(DESCRIPTION OF THE TASK): Top to bottom, every record is to be copied word for word.
***** GIVEN RECORDS
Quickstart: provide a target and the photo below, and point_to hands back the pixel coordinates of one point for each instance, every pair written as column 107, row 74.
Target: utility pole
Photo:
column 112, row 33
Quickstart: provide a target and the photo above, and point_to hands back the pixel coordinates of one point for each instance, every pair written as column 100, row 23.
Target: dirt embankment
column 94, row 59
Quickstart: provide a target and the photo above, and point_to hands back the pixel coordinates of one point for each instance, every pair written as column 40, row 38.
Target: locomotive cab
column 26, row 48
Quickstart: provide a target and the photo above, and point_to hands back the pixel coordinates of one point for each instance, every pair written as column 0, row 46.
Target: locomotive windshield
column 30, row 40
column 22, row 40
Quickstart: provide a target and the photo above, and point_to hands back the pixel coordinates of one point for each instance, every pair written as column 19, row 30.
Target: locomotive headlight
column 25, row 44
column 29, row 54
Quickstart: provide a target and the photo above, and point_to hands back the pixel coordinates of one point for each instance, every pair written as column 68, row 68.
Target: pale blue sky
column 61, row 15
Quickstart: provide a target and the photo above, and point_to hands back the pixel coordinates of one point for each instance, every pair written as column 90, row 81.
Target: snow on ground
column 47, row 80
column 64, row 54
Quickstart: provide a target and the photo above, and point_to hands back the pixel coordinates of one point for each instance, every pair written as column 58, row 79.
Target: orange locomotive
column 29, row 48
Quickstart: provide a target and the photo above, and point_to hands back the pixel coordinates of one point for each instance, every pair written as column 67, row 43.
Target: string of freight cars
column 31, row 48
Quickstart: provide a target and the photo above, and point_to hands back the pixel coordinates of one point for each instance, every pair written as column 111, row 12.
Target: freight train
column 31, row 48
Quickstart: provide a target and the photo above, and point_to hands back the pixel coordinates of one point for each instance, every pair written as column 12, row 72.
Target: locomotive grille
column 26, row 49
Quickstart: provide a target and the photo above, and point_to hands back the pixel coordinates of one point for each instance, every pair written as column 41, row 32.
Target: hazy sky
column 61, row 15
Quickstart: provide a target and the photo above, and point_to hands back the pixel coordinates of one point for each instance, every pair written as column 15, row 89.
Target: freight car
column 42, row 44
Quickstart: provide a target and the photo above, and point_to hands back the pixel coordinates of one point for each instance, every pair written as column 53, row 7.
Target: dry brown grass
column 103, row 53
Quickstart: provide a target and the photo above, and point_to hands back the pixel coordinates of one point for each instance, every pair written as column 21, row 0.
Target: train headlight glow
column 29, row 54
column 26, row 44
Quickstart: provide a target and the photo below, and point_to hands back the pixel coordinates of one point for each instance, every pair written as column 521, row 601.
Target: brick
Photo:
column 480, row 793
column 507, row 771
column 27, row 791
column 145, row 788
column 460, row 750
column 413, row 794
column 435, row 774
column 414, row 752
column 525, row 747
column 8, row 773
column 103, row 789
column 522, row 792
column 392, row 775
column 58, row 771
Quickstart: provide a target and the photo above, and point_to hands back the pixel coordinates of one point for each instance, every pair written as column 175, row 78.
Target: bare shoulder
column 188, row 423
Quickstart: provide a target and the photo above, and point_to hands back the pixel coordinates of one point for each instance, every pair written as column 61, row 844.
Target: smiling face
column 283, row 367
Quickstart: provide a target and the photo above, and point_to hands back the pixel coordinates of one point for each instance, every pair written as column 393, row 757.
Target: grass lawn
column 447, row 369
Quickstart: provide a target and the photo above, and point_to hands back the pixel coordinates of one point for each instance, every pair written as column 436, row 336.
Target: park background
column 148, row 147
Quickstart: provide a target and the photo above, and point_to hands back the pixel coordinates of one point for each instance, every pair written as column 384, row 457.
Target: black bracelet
**********
(ANSWER FOR THE TASK):
Quickstart: provide a target and the photo below, and point_to hands back the pixel coordinates of one point for each instance, every pair written as column 107, row 74.
Target: utility pole
Photo:
column 112, row 33
Quickstart: provide a target and the photo above, and point_to hands back the pixel coordinates of one point for each instance, every pair written as column 100, row 23.
Target: dirt embankment
column 94, row 59
Quickstart: provide a target and the photo above, and point_to hands back the pixel coordinates of one point for each instance, every pair written as column 40, row 38.
Target: locomotive cab
column 26, row 48
Quickstart: provide a target and the photo above, and point_to hands back the pixel coordinates of one point for each instance, every pair written as column 0, row 46.
Target: locomotive windshield
column 30, row 40
column 22, row 40
Quickstart: provide a target and the photo above, and point_to hands back the pixel coordinates of one point for each instance, every pair written as column 19, row 30.
Target: locomotive headlight
column 25, row 44
column 29, row 54
Quickstart: provide a target and the photo above, and point_to hands back the pixel coordinates of one point for each instance, every pair written as column 68, row 68.
Target: pale blue sky
column 61, row 15
Quickstart: provide a target and the photo above, and point_to hands back the pixel coordinates of one point for each instance, every pair written as column 90, row 81.
Target: snow on ground
column 47, row 80
column 64, row 54
Quickstart: provide a target and the photo above, and point_to hands back the pixel coordinates of one point for each instance, every pair written as column 58, row 79.
Target: orange locomotive
column 29, row 48
Quickstart: provide a target and the photo above, and point_to hands back the pixel coordinates of one point for each instance, every pair written as column 67, row 43.
Target: string of freight cars
column 31, row 48
Quickstart: provide a target and the photo above, and point_to hands back the pixel coordinates of one point for each instance, every pair written as column 111, row 12.
Target: freight train
column 31, row 48
Quickstart: provide a target and the photo above, and point_to hands back the pixel coordinates of one point for each instance, every pair written as column 12, row 72.
Target: locomotive grille
column 26, row 49
Quickstart: provide a target and the photo above, and point_to hands back the pixel coordinates of one point for each instance, every pair written as column 41, row 32.
Target: hazy sky
column 61, row 15
Quickstart: provide a target and the photo above, and point_to hands back the pixel coordinates of one point for each instance, every pair written as column 15, row 89.
Target: freight car
column 42, row 44
Quickstart: provide a target and the photo above, and point_to hands back the pixel coordinates of one point for each instance, every pair written as column 53, row 7.
Target: dry brown grass
column 103, row 53
Quickstart: provide a target and the photo above, and point_to hands back the pixel coordinates of one point for each instance, every pair written as column 21, row 0.
Target: train headlight glow
column 29, row 54
column 26, row 44
Quickstart: provide a target and the photo below, and point_to hands back the pixel coordinates of one point for each instance, every pair written as column 521, row 601.
Target: brick
Photo:
column 480, row 793
column 507, row 771
column 27, row 791
column 145, row 788
column 460, row 750
column 413, row 794
column 435, row 774
column 414, row 752
column 525, row 747
column 8, row 773
column 103, row 789
column 522, row 792
column 392, row 775
column 58, row 771
Quickstart: provide a target and the photo above, and point_to hands back the pixel coordinates of one point for each instance, every pair written as column 175, row 78.
Target: bare shoulder
column 188, row 423
Quickstart: provide a target and the photo above, and point_to hands back the pixel coordinates of one point for each instance, every pair written as column 61, row 844.
Target: smiling face
column 283, row 367
Quickstart: provide a target and the photo above, and point_to hands back the pixel coordinates of one point for each instance, every pair written as column 393, row 757.
Target: grass lawn
column 447, row 369
Quickstart: provide a target and the photo above, and point_to hands back the pixel coordinates of one point for each instance, every pair written as column 436, row 336.
Target: park background
column 148, row 147
Quickstart: provide a target and the photo above, and point_to hands back the pixel coordinates of one point for each instance, every pair written as column 384, row 457.
Target: black bracelet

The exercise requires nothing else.